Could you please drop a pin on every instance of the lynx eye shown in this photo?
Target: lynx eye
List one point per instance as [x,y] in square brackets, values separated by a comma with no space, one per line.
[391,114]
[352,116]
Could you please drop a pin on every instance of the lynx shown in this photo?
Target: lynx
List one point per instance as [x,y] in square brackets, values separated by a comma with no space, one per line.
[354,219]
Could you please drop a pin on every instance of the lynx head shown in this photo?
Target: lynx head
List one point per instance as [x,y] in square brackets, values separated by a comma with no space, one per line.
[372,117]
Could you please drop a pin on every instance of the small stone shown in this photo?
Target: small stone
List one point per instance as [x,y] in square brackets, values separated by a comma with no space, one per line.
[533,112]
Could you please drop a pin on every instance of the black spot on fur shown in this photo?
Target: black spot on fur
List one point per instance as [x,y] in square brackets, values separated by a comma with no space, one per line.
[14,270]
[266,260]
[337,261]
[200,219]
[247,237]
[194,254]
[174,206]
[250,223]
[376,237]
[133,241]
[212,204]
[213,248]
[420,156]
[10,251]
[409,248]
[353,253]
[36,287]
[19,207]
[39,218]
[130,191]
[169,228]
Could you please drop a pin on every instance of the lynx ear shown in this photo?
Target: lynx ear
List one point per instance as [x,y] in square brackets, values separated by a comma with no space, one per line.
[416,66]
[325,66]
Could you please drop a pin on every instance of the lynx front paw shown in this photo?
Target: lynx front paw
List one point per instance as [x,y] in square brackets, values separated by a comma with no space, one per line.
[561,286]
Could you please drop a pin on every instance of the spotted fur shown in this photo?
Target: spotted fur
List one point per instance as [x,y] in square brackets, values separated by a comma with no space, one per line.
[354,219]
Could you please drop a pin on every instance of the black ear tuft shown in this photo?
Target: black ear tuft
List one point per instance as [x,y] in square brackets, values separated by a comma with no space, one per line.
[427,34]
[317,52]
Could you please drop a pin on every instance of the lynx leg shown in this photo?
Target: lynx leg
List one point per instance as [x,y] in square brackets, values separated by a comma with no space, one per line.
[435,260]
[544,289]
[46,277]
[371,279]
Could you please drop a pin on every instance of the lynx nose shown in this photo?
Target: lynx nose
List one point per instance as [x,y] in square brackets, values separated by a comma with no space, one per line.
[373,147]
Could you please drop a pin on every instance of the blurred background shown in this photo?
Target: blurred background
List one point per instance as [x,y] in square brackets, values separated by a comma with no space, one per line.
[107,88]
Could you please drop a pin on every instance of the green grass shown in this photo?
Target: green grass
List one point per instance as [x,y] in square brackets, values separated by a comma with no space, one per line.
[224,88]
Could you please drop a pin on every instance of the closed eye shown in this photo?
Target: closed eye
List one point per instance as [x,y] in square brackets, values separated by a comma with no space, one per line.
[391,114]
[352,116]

WORK ORDER:
What are the lines above, starting at the one with "Target: lynx nose" and ending at the one with "Target: blurred background"? Give them again exactly, and only them.

OUTPUT BELOW:
Target: lynx nose
List one point per instance as [x,y] in square brackets, values separated by a comma with no space, one per line.
[373,147]
Could you please drop a pin on every instance of the blurred background shown in this photo?
Target: blurred background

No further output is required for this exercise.